## Task statement
Write out exactly the lines below that run from the line containing "Go ahead, prove it: the wall-mounted" through the last line of the records.

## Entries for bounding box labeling
——

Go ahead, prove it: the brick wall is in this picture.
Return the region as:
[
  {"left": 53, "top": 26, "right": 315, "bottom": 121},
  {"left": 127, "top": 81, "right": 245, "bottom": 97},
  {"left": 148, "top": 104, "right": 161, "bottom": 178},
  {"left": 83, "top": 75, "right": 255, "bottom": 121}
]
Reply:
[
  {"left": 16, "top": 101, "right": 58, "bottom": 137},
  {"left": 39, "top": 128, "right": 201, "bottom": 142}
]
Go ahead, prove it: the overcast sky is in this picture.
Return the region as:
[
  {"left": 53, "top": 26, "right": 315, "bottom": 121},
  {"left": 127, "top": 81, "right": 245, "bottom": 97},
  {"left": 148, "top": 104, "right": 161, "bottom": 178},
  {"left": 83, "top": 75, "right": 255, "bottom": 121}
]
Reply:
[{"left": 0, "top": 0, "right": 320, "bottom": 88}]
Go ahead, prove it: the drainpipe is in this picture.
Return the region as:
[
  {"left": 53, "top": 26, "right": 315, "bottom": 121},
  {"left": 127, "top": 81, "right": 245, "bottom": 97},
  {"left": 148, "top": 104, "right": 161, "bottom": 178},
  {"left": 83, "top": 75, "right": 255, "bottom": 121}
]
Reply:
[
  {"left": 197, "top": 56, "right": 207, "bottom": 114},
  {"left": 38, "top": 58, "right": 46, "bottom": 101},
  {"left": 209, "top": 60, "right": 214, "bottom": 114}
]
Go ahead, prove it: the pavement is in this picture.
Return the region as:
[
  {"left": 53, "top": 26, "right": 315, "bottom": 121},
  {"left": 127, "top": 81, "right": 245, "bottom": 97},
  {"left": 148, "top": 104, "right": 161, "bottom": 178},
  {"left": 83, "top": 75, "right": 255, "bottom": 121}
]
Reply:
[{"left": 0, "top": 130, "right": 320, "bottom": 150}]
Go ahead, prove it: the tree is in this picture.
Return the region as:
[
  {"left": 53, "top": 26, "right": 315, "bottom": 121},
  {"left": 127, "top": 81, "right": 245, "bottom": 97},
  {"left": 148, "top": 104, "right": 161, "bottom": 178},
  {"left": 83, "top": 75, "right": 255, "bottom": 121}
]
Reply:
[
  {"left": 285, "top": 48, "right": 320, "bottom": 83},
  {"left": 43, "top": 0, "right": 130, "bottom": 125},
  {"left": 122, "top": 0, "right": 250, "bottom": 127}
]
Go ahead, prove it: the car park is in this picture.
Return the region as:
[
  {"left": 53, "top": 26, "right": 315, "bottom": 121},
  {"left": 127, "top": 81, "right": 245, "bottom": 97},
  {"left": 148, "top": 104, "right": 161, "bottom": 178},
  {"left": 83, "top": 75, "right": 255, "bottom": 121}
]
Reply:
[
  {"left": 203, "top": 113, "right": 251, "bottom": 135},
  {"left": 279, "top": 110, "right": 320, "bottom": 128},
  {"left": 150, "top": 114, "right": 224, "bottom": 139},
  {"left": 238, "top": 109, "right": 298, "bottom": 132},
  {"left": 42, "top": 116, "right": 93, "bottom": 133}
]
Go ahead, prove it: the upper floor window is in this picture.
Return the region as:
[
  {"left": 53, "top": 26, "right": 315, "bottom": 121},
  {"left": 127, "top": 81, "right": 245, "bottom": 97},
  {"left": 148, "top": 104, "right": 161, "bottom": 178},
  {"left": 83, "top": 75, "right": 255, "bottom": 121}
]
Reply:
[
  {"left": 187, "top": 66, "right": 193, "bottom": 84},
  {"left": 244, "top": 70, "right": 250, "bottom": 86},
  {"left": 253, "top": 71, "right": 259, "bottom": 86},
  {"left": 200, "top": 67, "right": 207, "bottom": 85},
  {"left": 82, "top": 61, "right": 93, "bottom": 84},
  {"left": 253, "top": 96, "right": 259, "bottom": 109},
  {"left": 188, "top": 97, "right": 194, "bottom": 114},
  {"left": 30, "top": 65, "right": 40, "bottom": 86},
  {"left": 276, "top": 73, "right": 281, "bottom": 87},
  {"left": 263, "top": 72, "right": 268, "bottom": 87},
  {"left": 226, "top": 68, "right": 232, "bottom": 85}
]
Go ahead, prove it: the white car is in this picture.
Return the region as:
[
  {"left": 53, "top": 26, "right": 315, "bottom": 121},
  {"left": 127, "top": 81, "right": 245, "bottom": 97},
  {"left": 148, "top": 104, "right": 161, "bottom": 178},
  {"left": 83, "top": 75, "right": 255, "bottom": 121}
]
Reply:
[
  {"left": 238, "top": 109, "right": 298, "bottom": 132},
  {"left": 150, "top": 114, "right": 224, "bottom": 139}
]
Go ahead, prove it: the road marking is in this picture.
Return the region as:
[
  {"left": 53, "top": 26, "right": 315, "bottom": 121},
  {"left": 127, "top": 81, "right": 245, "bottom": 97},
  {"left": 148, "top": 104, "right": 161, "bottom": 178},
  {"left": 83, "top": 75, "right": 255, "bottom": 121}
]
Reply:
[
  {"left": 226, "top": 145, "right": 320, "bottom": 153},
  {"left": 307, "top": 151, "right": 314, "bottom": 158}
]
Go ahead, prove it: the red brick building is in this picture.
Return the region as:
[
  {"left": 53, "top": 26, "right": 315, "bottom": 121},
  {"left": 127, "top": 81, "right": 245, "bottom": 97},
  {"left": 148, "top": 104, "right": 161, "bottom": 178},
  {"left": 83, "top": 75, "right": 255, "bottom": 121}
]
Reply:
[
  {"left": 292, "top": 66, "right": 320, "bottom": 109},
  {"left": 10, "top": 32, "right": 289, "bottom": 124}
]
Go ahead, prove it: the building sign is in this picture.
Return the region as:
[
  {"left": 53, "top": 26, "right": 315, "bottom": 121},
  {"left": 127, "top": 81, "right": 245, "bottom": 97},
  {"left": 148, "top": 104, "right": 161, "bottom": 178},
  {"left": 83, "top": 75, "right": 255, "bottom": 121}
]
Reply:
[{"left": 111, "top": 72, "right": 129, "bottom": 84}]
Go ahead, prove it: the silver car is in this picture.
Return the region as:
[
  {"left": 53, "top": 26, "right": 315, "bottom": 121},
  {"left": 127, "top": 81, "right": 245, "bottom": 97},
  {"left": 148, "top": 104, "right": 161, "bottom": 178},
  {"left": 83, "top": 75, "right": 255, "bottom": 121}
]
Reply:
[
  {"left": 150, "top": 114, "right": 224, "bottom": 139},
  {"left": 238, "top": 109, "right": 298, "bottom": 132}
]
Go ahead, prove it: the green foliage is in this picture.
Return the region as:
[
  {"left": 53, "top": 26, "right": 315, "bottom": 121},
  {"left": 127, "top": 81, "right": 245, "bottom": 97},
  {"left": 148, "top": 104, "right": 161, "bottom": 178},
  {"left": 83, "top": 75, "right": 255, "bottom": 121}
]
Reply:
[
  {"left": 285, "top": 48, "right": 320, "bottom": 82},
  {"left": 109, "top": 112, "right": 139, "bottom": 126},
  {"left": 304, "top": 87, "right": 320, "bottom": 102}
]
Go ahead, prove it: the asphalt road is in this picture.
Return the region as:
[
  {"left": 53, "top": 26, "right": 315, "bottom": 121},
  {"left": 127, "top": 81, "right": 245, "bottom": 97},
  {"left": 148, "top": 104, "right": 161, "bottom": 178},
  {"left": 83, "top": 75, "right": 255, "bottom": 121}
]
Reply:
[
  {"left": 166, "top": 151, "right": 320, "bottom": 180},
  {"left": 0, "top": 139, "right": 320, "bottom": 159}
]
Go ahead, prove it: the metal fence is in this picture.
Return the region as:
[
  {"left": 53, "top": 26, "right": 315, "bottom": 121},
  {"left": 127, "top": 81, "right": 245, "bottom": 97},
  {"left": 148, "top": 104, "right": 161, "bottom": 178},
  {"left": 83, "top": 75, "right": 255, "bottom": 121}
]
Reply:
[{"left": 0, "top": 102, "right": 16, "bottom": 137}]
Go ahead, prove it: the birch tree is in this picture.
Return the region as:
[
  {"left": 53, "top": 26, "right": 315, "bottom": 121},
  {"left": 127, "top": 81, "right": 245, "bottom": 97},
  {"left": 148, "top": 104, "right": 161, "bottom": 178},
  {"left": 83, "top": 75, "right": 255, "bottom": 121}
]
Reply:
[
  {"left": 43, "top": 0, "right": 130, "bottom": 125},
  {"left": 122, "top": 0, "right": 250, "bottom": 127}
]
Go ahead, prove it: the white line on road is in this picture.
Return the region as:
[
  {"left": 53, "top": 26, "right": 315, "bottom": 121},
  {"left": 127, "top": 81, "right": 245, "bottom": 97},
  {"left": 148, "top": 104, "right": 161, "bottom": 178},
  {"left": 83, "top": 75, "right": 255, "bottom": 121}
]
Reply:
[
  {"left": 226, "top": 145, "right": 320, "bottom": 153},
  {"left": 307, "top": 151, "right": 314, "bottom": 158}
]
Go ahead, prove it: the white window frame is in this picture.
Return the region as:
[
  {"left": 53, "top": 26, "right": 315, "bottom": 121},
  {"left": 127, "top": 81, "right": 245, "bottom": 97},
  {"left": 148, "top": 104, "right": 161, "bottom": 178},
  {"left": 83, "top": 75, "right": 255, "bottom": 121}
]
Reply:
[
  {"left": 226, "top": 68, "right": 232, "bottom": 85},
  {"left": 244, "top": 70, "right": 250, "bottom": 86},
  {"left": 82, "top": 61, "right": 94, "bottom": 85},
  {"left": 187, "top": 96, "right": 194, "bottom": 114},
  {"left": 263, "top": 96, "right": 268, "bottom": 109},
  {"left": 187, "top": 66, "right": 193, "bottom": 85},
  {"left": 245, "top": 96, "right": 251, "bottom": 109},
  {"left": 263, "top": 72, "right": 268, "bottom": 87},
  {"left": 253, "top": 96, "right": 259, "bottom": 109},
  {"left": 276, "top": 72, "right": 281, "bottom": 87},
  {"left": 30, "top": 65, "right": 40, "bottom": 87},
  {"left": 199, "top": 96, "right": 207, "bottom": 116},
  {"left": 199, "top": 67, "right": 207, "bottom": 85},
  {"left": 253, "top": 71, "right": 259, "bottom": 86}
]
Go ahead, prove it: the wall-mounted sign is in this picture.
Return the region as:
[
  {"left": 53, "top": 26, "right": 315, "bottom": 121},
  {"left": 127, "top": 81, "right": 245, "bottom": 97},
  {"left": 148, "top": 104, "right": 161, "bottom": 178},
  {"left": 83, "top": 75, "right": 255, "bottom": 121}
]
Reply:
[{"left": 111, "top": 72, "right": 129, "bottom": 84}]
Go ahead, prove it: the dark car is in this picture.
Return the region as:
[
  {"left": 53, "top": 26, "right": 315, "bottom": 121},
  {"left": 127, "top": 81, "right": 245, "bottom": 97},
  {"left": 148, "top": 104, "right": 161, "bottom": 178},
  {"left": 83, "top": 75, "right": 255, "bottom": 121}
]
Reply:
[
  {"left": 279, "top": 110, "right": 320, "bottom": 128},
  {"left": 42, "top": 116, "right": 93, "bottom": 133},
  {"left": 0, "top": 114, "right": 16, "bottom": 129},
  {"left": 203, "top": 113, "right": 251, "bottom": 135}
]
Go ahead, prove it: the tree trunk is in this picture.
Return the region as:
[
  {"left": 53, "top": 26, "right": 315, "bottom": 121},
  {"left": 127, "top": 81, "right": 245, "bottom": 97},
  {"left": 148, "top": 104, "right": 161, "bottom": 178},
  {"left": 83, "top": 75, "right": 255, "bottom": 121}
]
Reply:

——

## Exercise response
Go ahead, prove it: the wall-mounted sign is in this picture.
Return the region as:
[
  {"left": 53, "top": 26, "right": 315, "bottom": 121},
  {"left": 127, "top": 81, "right": 245, "bottom": 97},
  {"left": 148, "top": 104, "right": 161, "bottom": 178},
  {"left": 83, "top": 75, "right": 255, "bottom": 121}
]
Reply:
[{"left": 111, "top": 72, "right": 129, "bottom": 84}]
Go ahead, prove it: the dark car is in this picture.
Return the region as:
[
  {"left": 53, "top": 26, "right": 315, "bottom": 121},
  {"left": 127, "top": 81, "right": 245, "bottom": 97},
  {"left": 148, "top": 104, "right": 161, "bottom": 178},
  {"left": 83, "top": 75, "right": 255, "bottom": 121}
]
Reply:
[
  {"left": 279, "top": 110, "right": 320, "bottom": 128},
  {"left": 42, "top": 116, "right": 93, "bottom": 133},
  {"left": 0, "top": 114, "right": 16, "bottom": 129},
  {"left": 203, "top": 113, "right": 251, "bottom": 135}
]
Go ahead, prove it: the tree trunk is in this picture.
Return the region as:
[
  {"left": 53, "top": 26, "right": 315, "bottom": 121},
  {"left": 127, "top": 81, "right": 245, "bottom": 97},
  {"left": 148, "top": 104, "right": 161, "bottom": 178},
  {"left": 83, "top": 75, "right": 255, "bottom": 121}
]
Reply:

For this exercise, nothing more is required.